Position annotation entries:

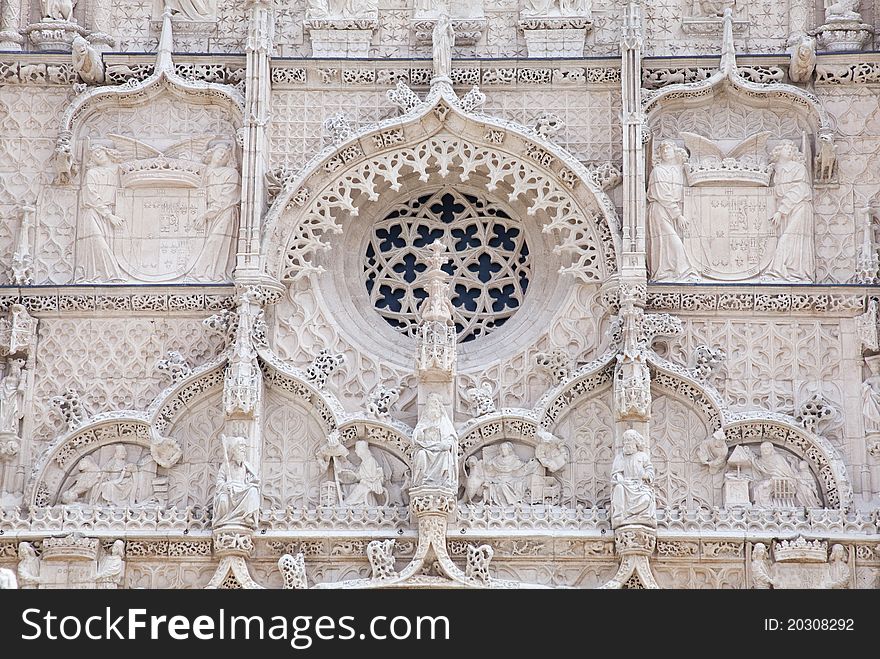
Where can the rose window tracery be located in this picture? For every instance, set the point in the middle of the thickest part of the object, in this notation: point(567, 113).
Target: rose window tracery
point(489, 263)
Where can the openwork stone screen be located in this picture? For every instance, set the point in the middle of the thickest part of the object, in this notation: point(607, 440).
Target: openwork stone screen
point(489, 261)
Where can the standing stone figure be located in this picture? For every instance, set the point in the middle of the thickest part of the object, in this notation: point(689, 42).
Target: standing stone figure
point(435, 439)
point(12, 391)
point(223, 191)
point(632, 474)
point(443, 38)
point(237, 499)
point(96, 260)
point(368, 478)
point(666, 256)
point(794, 259)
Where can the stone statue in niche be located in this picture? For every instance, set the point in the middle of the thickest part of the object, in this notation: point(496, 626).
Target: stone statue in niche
point(776, 481)
point(87, 61)
point(712, 452)
point(180, 209)
point(57, 10)
point(194, 10)
point(223, 190)
point(12, 392)
point(794, 257)
point(871, 395)
point(554, 8)
point(237, 497)
point(442, 39)
point(666, 221)
point(98, 222)
point(119, 482)
point(436, 442)
point(367, 479)
point(633, 500)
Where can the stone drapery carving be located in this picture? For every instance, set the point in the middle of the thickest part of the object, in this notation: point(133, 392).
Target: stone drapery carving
point(435, 440)
point(237, 498)
point(632, 497)
point(442, 40)
point(666, 221)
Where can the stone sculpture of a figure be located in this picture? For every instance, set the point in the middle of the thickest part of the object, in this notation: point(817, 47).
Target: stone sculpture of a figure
point(794, 258)
point(100, 186)
point(871, 396)
point(632, 475)
point(368, 479)
point(237, 498)
point(223, 191)
point(435, 440)
point(666, 222)
point(443, 38)
point(12, 391)
point(58, 10)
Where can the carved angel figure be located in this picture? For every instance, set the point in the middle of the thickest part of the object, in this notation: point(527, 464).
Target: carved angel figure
point(871, 396)
point(666, 222)
point(443, 38)
point(237, 499)
point(632, 475)
point(87, 61)
point(58, 10)
point(794, 259)
point(96, 261)
point(760, 565)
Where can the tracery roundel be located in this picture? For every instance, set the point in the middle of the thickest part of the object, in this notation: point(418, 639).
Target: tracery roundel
point(489, 261)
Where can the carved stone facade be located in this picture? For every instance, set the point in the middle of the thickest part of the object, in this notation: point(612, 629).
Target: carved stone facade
point(309, 311)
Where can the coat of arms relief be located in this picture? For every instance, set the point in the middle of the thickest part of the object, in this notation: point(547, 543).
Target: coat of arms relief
point(159, 212)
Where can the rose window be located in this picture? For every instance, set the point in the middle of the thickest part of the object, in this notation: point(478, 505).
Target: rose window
point(488, 263)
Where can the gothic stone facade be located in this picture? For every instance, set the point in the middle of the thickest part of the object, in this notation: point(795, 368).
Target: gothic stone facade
point(279, 311)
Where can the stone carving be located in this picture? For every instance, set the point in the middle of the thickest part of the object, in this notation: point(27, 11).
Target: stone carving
point(293, 571)
point(803, 59)
point(22, 259)
point(871, 395)
point(442, 40)
point(70, 407)
point(435, 441)
point(119, 482)
point(666, 221)
point(175, 366)
point(87, 62)
point(323, 366)
point(57, 10)
point(194, 10)
point(550, 451)
point(237, 497)
point(481, 399)
point(367, 480)
point(196, 185)
point(381, 556)
point(707, 361)
point(814, 412)
point(382, 400)
point(478, 559)
point(99, 219)
point(632, 497)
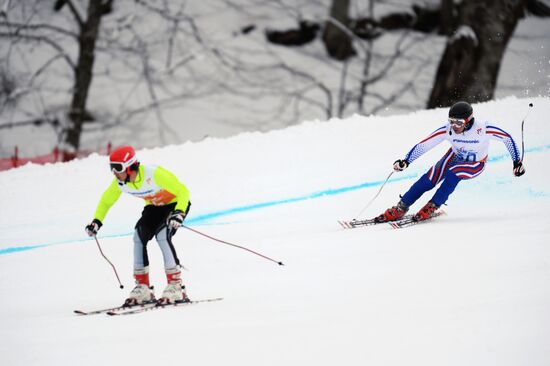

Task brief: List each line in the entries above that contains the string "roundel". Treat the match as case-sensitive.

Final answer:
Where can the tracery roundel be located in this picture? For every instance, set the point in the middle of the thickest part of the object, in this notation: point(418, 639).
Target: tracery roundel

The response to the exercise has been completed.